> _GOAL OF THE EXERCISE_
Return nothing but the lines from the line containing "the car roof." through the last line of the records, reproduced exactly.

Data items:

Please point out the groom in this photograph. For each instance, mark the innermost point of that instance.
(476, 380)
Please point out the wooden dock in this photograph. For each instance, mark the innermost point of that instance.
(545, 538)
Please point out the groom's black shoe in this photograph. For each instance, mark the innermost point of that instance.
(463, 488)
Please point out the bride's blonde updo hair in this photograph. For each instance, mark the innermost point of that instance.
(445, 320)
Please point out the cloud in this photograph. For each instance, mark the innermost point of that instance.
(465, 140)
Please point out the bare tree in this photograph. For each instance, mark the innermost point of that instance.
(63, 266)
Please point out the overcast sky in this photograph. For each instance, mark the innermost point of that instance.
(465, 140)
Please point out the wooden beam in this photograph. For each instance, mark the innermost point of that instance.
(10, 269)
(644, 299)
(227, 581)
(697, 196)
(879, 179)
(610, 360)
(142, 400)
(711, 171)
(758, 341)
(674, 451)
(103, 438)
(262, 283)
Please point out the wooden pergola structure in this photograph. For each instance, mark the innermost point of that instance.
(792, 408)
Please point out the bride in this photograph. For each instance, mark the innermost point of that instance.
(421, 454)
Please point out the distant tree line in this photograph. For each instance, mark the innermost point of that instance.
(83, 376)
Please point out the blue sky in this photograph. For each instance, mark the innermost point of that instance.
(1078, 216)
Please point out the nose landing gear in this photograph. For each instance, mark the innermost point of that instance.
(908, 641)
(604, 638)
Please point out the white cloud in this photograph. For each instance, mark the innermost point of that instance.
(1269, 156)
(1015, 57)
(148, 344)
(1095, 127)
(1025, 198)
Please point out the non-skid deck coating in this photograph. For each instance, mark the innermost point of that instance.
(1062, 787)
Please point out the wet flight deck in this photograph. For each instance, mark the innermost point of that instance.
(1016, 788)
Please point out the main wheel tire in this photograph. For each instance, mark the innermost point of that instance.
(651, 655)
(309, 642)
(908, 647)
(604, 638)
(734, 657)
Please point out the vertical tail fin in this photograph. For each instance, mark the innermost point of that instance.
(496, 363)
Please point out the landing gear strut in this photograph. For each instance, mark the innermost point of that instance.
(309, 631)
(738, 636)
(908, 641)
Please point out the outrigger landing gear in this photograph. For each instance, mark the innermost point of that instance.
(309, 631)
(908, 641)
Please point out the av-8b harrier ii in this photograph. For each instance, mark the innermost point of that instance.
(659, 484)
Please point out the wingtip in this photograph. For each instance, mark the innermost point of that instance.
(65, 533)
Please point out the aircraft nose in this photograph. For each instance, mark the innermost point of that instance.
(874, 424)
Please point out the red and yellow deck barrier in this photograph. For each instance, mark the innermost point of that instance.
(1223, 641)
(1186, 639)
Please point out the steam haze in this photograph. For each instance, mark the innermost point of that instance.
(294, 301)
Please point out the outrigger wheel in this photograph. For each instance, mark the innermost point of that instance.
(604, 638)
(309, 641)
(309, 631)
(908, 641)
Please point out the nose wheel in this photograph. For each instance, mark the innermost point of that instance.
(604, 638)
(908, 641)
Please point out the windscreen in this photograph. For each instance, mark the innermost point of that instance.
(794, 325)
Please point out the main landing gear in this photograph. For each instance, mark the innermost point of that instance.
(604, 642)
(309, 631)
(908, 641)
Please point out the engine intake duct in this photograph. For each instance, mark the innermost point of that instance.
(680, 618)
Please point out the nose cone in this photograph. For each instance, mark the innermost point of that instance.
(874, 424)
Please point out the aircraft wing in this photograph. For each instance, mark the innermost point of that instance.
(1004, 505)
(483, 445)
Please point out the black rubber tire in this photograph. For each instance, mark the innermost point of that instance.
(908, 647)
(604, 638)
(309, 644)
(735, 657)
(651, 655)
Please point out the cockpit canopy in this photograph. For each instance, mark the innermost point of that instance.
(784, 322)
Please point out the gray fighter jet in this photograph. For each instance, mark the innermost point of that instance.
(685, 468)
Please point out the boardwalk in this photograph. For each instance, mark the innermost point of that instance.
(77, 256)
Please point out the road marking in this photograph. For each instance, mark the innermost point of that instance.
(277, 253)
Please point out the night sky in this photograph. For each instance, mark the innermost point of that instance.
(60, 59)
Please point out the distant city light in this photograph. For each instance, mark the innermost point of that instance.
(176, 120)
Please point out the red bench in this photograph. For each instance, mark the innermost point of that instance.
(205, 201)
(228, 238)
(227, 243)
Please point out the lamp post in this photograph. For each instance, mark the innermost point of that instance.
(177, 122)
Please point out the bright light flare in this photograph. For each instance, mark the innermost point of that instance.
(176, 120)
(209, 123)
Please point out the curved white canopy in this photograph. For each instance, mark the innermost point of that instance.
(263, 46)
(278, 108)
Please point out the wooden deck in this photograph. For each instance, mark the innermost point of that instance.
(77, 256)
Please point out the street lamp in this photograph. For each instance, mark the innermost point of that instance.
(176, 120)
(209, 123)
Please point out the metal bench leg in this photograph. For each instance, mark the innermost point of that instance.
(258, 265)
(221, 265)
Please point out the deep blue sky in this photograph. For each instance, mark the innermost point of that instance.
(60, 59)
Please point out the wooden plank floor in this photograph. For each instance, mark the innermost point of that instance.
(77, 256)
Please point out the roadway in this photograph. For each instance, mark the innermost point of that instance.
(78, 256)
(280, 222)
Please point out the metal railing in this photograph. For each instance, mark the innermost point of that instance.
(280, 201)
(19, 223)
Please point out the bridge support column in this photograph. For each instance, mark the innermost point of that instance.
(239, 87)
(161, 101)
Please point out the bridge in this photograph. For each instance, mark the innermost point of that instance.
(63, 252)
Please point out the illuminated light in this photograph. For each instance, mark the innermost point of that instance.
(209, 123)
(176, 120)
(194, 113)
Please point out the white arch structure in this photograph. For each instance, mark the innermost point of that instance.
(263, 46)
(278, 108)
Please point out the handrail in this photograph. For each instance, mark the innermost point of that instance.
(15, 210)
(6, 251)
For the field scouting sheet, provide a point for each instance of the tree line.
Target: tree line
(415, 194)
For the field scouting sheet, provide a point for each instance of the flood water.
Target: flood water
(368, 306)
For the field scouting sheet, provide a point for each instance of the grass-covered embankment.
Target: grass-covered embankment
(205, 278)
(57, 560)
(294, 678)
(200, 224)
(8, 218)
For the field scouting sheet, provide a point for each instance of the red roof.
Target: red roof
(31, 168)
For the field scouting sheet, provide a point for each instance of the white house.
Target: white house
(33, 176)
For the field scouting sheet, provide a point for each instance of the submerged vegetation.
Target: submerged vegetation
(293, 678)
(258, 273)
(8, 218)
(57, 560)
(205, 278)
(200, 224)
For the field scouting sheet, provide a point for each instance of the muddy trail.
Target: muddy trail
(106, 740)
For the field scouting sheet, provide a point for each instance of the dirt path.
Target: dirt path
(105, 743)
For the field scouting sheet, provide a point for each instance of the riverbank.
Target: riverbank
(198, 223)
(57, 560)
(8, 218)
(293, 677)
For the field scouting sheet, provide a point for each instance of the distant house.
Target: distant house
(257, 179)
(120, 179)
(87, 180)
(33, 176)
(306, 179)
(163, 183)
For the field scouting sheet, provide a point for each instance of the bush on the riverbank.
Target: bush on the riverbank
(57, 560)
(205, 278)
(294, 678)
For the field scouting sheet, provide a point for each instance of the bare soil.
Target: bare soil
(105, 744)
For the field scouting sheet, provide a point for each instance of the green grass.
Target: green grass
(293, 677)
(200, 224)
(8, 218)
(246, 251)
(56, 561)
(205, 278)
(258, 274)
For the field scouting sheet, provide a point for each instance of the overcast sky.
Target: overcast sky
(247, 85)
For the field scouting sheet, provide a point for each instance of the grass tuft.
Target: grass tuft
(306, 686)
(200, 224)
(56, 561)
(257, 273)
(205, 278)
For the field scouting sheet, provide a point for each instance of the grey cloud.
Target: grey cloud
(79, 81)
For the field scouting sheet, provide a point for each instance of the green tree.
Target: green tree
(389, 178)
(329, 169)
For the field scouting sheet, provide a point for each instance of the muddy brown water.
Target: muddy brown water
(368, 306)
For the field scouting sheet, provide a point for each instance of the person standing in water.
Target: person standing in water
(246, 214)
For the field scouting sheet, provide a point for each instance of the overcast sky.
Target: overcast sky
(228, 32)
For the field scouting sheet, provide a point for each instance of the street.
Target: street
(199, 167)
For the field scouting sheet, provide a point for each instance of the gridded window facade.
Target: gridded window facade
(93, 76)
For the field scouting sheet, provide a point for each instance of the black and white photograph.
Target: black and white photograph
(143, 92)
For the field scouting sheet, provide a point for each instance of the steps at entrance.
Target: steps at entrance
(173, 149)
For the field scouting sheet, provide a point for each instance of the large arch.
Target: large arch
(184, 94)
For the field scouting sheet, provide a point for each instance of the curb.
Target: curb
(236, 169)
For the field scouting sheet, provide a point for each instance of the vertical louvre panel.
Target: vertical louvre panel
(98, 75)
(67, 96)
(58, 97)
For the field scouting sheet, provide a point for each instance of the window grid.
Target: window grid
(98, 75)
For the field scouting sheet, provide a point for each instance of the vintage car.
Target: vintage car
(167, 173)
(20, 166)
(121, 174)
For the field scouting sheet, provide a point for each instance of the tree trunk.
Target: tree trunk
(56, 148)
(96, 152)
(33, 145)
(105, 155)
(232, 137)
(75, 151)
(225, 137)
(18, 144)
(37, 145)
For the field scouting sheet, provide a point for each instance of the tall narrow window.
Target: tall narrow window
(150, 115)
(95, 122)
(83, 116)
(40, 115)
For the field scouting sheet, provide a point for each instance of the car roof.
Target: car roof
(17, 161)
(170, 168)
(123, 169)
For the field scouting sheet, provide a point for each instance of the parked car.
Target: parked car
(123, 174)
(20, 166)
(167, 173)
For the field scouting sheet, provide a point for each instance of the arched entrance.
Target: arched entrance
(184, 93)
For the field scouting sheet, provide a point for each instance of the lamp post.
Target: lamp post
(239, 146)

> _EXPECTED ANSWER_
For the field scouting sheet, provide a point for each instance of the car roof.
Target: car roof
(17, 161)
(170, 168)
(123, 169)
For the field scouting sheet, provide a point for each instance of the parked car.
Target: parked car
(123, 174)
(20, 166)
(167, 173)
For the field scouting sheet, provide a point for each instance of the arched entrance.
Target: arched entrance
(184, 93)
For the field scouting sheet, provide a point for each instance of the lamp post.
Target: lamp post
(239, 146)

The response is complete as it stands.